• **Requests**
1. Reproduce the forum thread on pitted rear window glass word for word, from start to finish.
2. In the dataset records, echo the lines between the one holding "it: point(51, 259)." and the one holding "point(77, 56)", inclusive, and nothing else.

• **Excerpt to read**
________

# Rear window has pitted glass!



## mba200687 (Apr 1, 2012)

I got my new 2012 LTZ last week. I noticed when I cleaning the windows that the rear glass was pitted. Anyone out there experienced this problem? I know that glass melts at 1200F so its possibly from the robot welder during assembly.


----------



## mcg75 (Mar 5, 2012)

The glass is not in the car when welds are being done. If it were, that would mean the car is painted with glass in as well. 

I'd say you have defective glass and the person that was supposed to inspect it before installation didn't care enough.


----------



## mba200687 (Apr 1, 2012)

Do you think GM would cover the replacement?


----------



## boats4life (May 28, 2011)

I noticed the same thing when I got my tint installed, would this be covered?


----------



## XtremeAaron (Jan 22, 2012)

Can anyone elaborate on how severe/location of the pitted glass, in or out etc. I imagine its on the interior?. Id like to check mine as well. I just ran my hand across and didnt feel anything but its dark and I just did one quick swipe.


----------



## mba200687 (Apr 1, 2012)

The pits are definitely on the outside because I can rub some of it off. I will post a photo if you want to check it out.


----------



## mba200687 (Apr 1, 2012)

I uploaded a photo of my rear window. I'm calling GM tomorrow to see what they say.

________

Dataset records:
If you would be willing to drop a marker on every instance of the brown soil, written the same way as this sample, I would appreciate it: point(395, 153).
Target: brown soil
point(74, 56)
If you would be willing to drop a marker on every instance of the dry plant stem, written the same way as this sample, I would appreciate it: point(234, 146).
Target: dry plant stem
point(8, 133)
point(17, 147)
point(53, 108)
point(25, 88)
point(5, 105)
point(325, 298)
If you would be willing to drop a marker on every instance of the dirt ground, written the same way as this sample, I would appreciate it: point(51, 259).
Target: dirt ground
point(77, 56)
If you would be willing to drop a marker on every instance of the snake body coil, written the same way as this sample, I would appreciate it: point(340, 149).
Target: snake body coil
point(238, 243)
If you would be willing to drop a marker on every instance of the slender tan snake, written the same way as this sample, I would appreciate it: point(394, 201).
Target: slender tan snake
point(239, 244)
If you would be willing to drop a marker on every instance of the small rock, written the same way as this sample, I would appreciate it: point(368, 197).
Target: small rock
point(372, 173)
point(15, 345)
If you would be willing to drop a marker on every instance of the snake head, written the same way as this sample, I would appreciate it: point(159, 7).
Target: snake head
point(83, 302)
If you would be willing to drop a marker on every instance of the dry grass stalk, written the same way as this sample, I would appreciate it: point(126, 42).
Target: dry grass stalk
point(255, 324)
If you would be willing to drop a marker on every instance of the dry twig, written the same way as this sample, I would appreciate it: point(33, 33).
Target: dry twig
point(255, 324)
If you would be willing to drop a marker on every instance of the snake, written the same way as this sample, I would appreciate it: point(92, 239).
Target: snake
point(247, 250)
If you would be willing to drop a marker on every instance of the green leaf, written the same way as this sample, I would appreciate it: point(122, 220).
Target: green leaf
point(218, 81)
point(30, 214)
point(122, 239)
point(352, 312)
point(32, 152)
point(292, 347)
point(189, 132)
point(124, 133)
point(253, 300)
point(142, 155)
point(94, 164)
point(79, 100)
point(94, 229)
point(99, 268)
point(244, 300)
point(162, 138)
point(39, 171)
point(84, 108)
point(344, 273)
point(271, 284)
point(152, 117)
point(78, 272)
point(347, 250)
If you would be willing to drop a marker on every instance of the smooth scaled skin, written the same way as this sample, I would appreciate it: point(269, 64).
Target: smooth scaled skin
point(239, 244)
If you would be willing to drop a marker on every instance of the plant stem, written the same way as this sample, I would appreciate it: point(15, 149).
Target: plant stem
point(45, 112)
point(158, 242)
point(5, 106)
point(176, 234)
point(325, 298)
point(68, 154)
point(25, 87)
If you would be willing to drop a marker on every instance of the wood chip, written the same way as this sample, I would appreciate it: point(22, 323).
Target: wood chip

________

• **Answers to the tasks**
1.
# Rear window has pitted glass!



## mba200687 (Apr 1, 2012)

I got my new 2012 LTZ last week. I noticed when I cleaning the windows that the rear glass was pitted. Anyone out there experienced this problem? I know that glass melts at 1200F so its possibly from the robot welder during assembly.


----------



## mcg75 (Mar 5, 2012)

The glass is not in the car when welds are being done. If it were, that would mean the car is painted with glass in as well. 

I'd say you have defective glass and the person that was supposed to inspect it before installation didn't care enough.


----------



## mba200687 (Apr 1, 2012)

Do you think GM would cover the replacement?


----------



## boats4life (May 28, 2011)

I noticed the same thing when I got my tint installed, would this be covered?


----------



## XtremeAaron (Jan 22, 2012)

Can anyone elaborate on how severe/location of the pitted glass, in or out etc. I imagine its on the interior?. Id like to check mine as well. I just ran my hand across and didnt feel anything but its dark and I just did one quick swipe.


----------



## mba200687 (Apr 1, 2012)

The pits are definitely on the outside because I can rub some of it off. I will post a photo if you want to check it out.


----------



## mba200687 (Apr 1, 2012)

I uploaded a photo of my rear window. I'm calling GM tomorrow to see what they say.

2.
If you would be willing to drop a marker on every instance of the dirt ground, written the same way as this sample, I would appreciate it: point(51, 259).
Target: dirt ground
point(77, 56)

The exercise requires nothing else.